*Provided text:*
Big Pharma: Curing or killing?

PLANET

Estimates show that one-third of all healthcare activity has no benefit for patients. Given the fact that drug companies’ primary responsibility is to provide profit for their shareholders – rather than provide quality patient healthcare – this fact is far from surprising. For pharmaceutical drug companies, customers are those with illnesses.  In order to make a profit, as in any other business, these companies must expand their customer base and secure repeat customers. In the drug business, expanding the customer base means finding new ways to make more people sick by changing the definition of existing diseases so that they apply to more people or by inventing entirely new ones.

 

Internationally renowned professor of diabetes, Director of the Centre of Evidence-Based Medicine at the University of Oxford and the past President of the Royal College of Physicians, as well as,  former doctor to the Queen Dr Aseem Malhotra stated that “Prescribed medications are estimated to be the third biggest killers, after heart disease and cancer. Big Pharma makes millions selling drugs people don’t need and destroying their lives! For years, public health advice across Europe has got it dangerously wrong.”

 

Pharmaceutical companies have had a pervasive influence on policies which force doctors to prescribe unnecessary and potentially harmful treatments, rather than providing patients with basic lifestyle solutions. In the UK, more than half of all adults take at least one prescription medication, with 50% of those who are over 70 on at least three.

 

In fact, it is the elderly who are most at risk of so-called polypharmacy – the taking of multiple drugs by a single patient. The problem with polypharmacy is that the more drugs you take, the more likely you are to experience side-effects. Doctors and nurses then misinterpret these side-effects as symptoms of diseases that need treating with additional medicine.

 

Dr. Malhotra went on to state that “With global health systems forecast to collapse in the next few years, two things are driving ever-increasing demand: The escalating burden of chronic disease, caused by entirely preventable lifestyle illnesses, and over-treatment, seeing millions taking drugs and undergoing surgeries that will provide zero benefit and, as a result, cost national economies billions.”

 

The system is broken and it cannot be fixed by simply pouring more money into it.

 

For the sake of our future health and the sustainability of our healthcare systems, it’s time for real collective action against the problem of prescribing ‘too much medicine’. Of course, it is impossible to abandon medicine in modern life altogether. There are situations and conditions in which taking medicine is necessary. However, it is undoubtedly possible to begin treating your body as a whole and consciously and cautiously control the use of medication. We know that lifestyle changes can incredibly improve a person’s health without the use of medication. Weight control, an active lifestyle, a conscious diet and an optimistic mood have no side-effects other than better health! By making the right choices, we improve not only our health but also begin to fix our broken healthcare systems.

[Point localization data]
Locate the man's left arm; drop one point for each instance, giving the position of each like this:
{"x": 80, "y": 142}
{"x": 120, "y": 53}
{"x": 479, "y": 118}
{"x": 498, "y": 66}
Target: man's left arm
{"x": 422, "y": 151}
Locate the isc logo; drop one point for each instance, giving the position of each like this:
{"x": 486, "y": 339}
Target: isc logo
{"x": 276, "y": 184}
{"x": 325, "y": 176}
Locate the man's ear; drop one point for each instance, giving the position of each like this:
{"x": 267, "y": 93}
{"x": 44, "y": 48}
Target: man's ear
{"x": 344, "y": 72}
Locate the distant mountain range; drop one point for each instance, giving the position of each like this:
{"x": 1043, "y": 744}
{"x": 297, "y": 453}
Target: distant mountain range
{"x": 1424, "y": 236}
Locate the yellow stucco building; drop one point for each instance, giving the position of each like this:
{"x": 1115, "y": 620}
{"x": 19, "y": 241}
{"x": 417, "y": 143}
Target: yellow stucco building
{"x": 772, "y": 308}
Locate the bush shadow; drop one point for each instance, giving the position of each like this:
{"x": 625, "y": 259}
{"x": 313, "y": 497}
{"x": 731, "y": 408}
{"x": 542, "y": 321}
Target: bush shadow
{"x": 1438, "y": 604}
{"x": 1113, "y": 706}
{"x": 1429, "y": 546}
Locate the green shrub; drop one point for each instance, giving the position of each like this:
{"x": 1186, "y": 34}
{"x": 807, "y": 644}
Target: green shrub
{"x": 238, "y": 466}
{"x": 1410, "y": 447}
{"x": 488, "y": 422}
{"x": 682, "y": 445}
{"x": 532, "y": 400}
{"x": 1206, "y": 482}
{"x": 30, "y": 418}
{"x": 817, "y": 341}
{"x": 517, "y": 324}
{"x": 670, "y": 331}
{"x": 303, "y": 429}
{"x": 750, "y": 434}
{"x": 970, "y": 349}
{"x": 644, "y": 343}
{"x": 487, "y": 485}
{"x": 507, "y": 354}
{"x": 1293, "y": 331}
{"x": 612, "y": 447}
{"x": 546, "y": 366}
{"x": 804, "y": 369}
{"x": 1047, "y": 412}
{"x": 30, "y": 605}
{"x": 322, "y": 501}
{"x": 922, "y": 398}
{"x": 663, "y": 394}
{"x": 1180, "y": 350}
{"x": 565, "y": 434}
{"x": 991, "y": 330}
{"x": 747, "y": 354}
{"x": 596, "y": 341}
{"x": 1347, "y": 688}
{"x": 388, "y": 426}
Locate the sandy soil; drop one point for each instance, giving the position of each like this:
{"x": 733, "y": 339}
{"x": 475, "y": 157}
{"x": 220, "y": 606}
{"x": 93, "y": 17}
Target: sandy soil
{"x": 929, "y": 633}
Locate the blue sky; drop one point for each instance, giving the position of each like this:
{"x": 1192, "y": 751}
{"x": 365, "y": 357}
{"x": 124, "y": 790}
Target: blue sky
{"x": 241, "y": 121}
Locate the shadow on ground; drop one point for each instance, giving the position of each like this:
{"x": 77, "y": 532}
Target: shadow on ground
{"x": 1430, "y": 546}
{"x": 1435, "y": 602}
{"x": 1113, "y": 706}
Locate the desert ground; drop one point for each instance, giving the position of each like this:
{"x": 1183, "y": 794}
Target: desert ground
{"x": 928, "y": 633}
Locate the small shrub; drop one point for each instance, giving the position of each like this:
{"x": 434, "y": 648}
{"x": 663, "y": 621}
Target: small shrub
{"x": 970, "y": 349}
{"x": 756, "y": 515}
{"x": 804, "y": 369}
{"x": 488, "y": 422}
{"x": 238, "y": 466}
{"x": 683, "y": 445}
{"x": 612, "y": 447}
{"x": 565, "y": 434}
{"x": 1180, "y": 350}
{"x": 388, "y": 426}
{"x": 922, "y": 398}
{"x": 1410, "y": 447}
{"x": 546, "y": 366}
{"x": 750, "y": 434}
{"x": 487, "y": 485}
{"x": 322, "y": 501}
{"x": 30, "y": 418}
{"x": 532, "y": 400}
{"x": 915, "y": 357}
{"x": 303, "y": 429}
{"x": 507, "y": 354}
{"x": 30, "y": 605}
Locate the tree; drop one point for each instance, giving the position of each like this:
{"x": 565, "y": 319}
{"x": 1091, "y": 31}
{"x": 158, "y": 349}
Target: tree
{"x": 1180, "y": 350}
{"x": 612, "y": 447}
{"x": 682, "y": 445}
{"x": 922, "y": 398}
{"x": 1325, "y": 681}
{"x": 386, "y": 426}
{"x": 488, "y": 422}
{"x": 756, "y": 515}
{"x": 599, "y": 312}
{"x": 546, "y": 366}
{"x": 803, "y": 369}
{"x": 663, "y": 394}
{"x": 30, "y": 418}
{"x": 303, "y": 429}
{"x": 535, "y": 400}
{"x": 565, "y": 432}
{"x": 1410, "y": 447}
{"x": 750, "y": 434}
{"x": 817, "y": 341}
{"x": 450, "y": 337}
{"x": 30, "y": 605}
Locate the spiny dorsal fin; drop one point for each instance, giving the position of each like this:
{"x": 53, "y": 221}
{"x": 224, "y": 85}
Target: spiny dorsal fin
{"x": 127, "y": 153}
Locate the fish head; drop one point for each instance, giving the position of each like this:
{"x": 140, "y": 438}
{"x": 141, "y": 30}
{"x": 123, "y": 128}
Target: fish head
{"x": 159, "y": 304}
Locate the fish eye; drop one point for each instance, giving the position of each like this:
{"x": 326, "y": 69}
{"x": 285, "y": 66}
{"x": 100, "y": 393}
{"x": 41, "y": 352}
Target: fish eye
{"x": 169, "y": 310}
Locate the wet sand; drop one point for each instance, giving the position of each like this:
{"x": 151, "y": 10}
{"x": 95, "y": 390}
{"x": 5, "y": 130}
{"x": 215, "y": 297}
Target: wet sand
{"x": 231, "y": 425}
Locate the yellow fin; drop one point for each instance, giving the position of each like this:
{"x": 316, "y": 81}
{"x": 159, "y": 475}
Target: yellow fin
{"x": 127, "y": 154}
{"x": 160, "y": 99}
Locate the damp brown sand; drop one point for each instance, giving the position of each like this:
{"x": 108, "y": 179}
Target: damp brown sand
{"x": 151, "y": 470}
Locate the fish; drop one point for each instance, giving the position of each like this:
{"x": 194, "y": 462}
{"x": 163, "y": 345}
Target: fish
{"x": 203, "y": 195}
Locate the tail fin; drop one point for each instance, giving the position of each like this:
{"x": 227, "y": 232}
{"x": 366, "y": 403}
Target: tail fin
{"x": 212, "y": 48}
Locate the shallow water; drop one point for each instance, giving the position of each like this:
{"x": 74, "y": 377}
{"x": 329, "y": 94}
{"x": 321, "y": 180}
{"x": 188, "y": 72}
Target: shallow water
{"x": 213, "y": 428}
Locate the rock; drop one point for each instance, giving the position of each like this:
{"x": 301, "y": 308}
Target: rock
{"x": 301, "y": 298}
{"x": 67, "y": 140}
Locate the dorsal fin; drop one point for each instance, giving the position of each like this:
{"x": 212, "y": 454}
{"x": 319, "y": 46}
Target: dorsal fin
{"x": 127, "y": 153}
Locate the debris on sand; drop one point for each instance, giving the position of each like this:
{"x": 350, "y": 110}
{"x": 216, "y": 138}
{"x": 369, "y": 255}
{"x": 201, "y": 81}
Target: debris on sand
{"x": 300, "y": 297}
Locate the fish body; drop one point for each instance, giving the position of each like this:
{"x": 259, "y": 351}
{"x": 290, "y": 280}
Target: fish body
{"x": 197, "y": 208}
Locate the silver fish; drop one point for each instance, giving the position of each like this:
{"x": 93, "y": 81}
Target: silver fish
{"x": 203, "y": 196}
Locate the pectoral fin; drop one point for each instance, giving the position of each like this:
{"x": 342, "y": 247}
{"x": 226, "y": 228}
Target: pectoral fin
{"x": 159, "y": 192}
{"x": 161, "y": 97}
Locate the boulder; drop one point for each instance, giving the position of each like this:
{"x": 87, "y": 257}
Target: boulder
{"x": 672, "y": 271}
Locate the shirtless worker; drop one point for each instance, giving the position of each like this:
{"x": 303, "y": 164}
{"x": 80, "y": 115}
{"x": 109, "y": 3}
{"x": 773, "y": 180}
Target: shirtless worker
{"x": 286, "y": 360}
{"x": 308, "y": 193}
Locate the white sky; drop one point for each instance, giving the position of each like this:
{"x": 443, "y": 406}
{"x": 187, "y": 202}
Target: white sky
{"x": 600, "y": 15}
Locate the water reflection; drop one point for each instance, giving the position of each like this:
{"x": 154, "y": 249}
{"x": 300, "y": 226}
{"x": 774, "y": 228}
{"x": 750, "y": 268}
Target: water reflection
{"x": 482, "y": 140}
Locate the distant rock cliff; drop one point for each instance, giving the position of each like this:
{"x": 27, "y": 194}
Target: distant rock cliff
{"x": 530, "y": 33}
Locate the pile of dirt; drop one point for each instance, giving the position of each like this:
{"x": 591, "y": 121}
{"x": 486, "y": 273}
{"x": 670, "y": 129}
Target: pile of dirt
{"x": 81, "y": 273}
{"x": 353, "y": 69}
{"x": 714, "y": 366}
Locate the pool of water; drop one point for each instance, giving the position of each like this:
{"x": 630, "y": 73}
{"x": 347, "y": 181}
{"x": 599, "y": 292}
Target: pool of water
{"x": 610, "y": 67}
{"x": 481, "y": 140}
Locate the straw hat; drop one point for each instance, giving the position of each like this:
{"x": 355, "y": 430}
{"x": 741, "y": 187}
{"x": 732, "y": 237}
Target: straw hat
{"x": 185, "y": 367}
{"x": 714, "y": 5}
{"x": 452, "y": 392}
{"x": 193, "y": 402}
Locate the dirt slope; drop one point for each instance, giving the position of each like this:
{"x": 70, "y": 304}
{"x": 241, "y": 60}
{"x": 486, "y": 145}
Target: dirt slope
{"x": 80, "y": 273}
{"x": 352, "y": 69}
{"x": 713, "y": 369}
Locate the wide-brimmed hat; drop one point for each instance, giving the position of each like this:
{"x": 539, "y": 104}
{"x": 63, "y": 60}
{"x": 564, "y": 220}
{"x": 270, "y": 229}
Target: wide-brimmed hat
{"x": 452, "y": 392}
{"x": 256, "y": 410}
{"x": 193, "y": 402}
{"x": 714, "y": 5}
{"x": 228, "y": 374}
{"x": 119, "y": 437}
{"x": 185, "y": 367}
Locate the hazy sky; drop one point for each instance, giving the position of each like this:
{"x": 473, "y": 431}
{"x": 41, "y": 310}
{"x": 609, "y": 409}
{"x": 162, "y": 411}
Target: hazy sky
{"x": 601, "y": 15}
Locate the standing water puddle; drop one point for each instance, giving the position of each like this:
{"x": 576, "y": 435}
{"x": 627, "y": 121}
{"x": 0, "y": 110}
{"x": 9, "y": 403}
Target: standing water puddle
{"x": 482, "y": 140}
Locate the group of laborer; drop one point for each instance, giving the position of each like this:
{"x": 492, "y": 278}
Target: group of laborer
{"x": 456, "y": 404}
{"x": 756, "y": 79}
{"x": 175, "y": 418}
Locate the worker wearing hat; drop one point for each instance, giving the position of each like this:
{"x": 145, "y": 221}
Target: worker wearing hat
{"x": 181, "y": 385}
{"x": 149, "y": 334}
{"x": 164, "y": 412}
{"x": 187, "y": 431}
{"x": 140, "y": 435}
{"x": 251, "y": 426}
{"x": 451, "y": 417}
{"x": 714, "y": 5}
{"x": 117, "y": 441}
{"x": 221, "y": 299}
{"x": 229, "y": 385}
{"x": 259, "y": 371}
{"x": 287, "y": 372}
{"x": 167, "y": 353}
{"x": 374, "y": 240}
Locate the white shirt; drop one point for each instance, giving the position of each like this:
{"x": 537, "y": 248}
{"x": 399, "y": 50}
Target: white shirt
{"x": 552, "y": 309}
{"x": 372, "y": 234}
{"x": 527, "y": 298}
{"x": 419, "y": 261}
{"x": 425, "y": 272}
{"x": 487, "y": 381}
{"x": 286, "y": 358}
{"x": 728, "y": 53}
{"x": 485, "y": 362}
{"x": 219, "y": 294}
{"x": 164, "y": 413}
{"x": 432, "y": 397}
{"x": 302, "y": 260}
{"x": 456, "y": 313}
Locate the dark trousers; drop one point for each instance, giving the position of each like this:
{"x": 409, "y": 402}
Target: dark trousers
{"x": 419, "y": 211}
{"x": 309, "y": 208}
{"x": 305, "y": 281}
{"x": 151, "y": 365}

*Exercise instructions:*
Answer these questions from the Big Pharma article:
1. What share of all healthcare activity is estimated to bring patients no benefit?
2. In the UK, what proportion of adults take at least one prescription medication?
3. How does the article define polypharmacy?

*Exercise answer:*
1. One-third of all healthcare activity is estimated to have no benefit for patients.
2. More than half of all UK adults take at least one prescription medication.
3. Polypharmacy is the taking of multiple drugs by a single patient.